● WORK TO DO
Retype everything in the data below from the line containing "Target: <item>grey sky</item>" down to the line containing "[[[83,38],[85,37],[85,20],[74,19],[73,27],[77,34],[81,35]]]", including both of those lines.

● ITEMS

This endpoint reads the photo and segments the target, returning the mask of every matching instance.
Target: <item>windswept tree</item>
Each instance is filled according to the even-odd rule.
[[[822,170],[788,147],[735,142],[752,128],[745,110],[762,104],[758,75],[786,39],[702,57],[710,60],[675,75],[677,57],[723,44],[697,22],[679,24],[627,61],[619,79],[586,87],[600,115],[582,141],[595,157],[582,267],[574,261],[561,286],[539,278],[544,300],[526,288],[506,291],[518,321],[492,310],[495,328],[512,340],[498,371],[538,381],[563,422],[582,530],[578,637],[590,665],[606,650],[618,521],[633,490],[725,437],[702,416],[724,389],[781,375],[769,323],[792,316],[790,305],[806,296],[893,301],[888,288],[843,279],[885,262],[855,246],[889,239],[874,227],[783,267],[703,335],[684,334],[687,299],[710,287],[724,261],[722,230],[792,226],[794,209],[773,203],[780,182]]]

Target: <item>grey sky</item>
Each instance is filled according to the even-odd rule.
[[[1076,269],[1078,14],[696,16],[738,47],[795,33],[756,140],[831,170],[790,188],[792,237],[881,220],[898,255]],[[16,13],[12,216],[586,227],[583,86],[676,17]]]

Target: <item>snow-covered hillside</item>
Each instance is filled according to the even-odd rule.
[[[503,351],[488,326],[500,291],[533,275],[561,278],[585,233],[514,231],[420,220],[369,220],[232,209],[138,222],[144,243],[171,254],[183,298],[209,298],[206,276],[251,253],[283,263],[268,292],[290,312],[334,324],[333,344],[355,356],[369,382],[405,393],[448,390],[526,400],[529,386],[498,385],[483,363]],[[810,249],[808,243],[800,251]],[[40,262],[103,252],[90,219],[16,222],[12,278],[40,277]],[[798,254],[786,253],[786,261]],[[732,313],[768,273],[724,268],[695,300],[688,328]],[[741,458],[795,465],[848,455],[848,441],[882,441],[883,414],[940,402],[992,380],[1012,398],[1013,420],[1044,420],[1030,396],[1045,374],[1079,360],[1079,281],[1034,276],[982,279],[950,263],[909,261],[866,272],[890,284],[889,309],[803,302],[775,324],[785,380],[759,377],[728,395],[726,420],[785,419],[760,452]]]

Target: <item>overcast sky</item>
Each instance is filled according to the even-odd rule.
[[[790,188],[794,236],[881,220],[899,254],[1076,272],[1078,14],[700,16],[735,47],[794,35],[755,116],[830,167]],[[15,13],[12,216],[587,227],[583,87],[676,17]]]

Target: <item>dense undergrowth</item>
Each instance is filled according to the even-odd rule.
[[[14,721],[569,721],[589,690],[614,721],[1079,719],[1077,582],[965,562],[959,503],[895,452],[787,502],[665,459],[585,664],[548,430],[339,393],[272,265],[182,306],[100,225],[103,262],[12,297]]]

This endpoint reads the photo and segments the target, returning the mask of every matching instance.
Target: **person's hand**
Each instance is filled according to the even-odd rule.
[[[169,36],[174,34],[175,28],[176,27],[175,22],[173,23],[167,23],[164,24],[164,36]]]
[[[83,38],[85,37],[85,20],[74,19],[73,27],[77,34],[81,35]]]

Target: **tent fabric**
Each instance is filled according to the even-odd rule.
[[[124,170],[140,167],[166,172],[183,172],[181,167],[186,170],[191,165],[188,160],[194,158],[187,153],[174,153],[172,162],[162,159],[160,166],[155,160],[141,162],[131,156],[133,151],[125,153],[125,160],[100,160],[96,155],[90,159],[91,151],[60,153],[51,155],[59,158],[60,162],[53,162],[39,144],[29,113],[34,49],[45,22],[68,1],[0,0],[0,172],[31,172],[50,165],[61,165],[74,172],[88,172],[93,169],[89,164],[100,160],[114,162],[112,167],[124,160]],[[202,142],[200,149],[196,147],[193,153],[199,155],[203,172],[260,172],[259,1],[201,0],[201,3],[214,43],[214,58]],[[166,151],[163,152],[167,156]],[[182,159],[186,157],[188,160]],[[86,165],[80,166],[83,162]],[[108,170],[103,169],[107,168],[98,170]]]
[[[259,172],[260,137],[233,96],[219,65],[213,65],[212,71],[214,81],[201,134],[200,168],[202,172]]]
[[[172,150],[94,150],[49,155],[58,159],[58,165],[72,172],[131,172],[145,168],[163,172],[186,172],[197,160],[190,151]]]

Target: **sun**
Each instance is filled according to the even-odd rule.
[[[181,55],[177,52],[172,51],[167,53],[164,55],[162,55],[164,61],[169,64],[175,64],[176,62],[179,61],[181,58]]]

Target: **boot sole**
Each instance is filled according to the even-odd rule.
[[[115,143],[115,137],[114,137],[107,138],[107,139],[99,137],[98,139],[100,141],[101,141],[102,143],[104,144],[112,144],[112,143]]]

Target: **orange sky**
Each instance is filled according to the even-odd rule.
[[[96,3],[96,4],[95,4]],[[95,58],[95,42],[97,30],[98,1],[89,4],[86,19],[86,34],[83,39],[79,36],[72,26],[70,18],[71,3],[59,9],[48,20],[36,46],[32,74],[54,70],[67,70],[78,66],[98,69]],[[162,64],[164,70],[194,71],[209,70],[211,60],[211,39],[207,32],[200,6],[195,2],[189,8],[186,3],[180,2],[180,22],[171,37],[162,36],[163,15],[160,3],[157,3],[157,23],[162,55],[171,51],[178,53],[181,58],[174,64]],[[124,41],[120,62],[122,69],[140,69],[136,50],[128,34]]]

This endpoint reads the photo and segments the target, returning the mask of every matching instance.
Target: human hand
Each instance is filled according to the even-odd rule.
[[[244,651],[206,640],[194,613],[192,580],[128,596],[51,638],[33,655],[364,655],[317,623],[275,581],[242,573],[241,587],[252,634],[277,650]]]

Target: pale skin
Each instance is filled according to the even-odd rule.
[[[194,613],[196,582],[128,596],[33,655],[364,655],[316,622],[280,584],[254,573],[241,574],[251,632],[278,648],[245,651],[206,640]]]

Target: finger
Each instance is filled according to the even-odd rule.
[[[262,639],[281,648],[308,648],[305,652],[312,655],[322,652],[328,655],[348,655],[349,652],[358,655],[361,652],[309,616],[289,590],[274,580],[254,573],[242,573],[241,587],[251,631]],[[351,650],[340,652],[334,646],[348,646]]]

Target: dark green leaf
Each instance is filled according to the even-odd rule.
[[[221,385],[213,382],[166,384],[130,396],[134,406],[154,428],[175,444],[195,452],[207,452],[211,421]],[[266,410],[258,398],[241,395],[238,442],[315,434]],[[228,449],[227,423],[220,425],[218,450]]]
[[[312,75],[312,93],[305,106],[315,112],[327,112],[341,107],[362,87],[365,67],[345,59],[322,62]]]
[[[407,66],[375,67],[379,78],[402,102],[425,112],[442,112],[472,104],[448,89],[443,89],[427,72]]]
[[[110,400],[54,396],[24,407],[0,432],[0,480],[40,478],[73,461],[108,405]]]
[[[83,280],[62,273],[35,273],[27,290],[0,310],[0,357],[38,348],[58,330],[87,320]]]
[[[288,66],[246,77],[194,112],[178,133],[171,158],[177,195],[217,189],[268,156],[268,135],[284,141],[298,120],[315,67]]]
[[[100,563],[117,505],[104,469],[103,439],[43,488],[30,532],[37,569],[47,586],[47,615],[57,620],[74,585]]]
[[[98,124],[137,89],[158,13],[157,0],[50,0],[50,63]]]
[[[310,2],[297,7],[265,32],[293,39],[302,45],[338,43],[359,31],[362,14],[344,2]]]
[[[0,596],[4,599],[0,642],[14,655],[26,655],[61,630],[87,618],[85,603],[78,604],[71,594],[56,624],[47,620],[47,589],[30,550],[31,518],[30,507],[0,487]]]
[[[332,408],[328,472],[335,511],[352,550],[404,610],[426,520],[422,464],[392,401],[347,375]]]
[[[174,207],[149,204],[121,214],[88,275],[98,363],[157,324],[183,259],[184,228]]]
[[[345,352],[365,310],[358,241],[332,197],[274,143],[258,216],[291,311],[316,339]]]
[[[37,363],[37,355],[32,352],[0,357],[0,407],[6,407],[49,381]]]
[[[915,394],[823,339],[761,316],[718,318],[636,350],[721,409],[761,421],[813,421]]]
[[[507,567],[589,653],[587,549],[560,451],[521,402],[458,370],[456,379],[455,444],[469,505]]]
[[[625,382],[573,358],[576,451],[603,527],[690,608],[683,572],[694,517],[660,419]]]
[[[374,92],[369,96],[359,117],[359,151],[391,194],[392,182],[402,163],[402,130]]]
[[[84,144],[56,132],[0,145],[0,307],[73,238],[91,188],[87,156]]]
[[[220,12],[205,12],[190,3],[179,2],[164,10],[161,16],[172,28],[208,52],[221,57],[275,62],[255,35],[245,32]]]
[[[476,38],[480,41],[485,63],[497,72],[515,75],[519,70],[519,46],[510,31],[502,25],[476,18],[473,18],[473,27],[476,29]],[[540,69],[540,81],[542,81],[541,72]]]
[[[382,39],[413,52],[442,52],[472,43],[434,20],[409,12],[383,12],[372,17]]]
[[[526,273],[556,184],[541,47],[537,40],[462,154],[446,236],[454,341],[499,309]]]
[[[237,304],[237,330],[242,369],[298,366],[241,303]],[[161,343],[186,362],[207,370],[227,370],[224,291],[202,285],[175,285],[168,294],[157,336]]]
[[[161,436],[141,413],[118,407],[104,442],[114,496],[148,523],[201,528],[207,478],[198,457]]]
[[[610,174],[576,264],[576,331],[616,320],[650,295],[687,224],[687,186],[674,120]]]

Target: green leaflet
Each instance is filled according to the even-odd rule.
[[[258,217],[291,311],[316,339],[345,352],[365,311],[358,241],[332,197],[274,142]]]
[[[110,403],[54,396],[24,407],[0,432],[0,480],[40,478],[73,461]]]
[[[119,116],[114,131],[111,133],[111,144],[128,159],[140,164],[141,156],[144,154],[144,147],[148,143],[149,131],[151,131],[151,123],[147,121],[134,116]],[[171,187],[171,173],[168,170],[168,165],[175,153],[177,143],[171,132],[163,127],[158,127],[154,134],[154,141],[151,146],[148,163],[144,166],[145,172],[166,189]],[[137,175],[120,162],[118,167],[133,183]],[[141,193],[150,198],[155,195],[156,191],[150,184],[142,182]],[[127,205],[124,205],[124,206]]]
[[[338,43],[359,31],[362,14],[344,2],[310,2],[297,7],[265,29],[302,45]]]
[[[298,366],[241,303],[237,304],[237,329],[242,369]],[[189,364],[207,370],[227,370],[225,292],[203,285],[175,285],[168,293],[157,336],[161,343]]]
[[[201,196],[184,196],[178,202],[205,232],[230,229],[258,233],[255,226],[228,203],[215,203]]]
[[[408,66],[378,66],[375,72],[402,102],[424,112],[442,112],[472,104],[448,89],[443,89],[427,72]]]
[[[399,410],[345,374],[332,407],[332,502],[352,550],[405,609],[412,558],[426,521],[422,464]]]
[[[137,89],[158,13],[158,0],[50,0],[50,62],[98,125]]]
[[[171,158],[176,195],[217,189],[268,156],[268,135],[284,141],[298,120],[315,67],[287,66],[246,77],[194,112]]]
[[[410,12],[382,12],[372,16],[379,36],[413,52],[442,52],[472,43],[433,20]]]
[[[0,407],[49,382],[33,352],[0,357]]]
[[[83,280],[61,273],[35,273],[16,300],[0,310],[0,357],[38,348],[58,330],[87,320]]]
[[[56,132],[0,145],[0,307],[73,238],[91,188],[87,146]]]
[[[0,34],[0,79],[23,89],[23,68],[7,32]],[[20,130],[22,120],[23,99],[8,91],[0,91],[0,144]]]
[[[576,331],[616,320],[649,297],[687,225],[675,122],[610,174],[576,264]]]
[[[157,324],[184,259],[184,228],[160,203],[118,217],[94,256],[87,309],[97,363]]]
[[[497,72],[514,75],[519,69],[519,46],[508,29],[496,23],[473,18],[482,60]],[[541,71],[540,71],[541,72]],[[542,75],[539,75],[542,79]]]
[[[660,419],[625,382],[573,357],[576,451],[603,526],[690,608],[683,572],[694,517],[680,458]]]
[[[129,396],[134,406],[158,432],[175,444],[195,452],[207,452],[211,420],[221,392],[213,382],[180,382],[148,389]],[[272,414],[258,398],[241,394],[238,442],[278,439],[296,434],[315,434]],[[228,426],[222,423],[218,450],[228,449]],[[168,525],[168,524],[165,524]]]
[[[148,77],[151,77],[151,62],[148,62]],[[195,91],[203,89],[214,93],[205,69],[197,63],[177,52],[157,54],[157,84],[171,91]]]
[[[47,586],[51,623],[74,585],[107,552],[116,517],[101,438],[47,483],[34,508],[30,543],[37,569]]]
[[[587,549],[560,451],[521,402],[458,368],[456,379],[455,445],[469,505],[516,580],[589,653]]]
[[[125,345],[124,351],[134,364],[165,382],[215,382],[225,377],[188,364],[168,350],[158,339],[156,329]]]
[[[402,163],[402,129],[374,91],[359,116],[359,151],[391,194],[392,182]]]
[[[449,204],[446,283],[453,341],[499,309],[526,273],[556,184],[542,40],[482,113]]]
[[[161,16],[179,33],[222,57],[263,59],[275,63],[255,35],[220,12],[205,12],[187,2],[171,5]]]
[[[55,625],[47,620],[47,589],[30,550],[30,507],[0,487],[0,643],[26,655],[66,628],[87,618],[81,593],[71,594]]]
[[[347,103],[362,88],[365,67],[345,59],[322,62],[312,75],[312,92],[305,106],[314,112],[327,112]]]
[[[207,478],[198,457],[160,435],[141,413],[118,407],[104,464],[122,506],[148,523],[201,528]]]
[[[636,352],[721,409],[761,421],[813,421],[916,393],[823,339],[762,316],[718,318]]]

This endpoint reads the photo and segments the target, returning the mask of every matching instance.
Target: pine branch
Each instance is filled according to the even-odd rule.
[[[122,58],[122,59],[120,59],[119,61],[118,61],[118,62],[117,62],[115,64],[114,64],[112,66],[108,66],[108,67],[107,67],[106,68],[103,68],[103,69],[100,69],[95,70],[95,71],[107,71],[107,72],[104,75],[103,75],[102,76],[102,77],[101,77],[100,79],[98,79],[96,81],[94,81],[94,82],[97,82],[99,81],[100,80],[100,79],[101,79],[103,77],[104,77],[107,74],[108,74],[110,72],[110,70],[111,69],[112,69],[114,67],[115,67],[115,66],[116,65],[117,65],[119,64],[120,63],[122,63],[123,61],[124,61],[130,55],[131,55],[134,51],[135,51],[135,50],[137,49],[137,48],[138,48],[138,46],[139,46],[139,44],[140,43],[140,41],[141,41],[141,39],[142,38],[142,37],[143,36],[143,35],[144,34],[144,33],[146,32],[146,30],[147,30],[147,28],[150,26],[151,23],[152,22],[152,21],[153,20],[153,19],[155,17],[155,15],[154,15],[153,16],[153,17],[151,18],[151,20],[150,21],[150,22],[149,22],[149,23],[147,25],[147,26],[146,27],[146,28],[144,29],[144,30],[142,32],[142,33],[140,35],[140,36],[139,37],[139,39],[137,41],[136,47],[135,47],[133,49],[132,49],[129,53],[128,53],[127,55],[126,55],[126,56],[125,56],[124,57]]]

● TASK OUTPUT
Target: <item>grey sky</item>
Each instance is filled according to the even-odd rule.
[[[1076,269],[1078,14],[696,16],[738,47],[795,33],[756,140],[831,170],[790,188],[792,237],[881,220],[898,255]],[[16,13],[12,216],[586,227],[583,86],[676,17]]]

Target: <item>snow-covered hillside</item>
Each instance is filled according to the even-odd rule.
[[[503,351],[488,326],[500,291],[533,275],[561,278],[585,233],[514,231],[420,220],[369,220],[232,209],[138,222],[144,243],[171,254],[183,298],[209,298],[206,276],[251,253],[283,263],[268,292],[290,312],[334,324],[333,344],[355,356],[369,382],[405,393],[448,390],[526,400],[529,386],[498,385],[483,363]],[[810,249],[808,243],[800,251]],[[40,262],[103,252],[90,219],[16,222],[12,278],[40,277]],[[798,254],[786,253],[786,261]],[[732,313],[768,273],[724,268],[695,300],[688,328]],[[741,458],[795,465],[848,455],[848,441],[882,441],[883,414],[940,402],[992,380],[1012,398],[1013,420],[1044,420],[1030,396],[1045,374],[1079,360],[1079,281],[1034,276],[982,279],[950,263],[909,261],[866,272],[890,284],[889,309],[803,302],[775,324],[785,380],[759,377],[728,395],[726,420],[785,419],[760,452]]]

Target: <item>overcast sky</item>
Each instance is filled according to the even-odd rule.
[[[790,188],[794,236],[881,220],[899,254],[1076,272],[1078,14],[700,16],[735,47],[794,35],[755,116],[830,167]],[[15,13],[12,216],[587,227],[583,87],[676,17]]]

Target: <item>dense undergrowth</item>
Each instance is filled according to the even-odd rule.
[[[14,721],[569,721],[589,690],[614,721],[1079,719],[1077,582],[965,562],[959,503],[895,452],[787,502],[665,459],[585,664],[548,430],[339,393],[272,265],[182,306],[100,225],[103,262],[12,297]]]

This endpoint reads the photo and segments the target, returning the mask of every matching instance.
Target: **person's hand**
Each instance is filled according to the even-odd rule.
[[[169,36],[174,34],[175,28],[176,27],[175,22],[173,23],[167,23],[164,24],[164,36]]]
[[[83,38],[85,37],[85,20],[74,19],[73,27],[77,34],[81,35]]]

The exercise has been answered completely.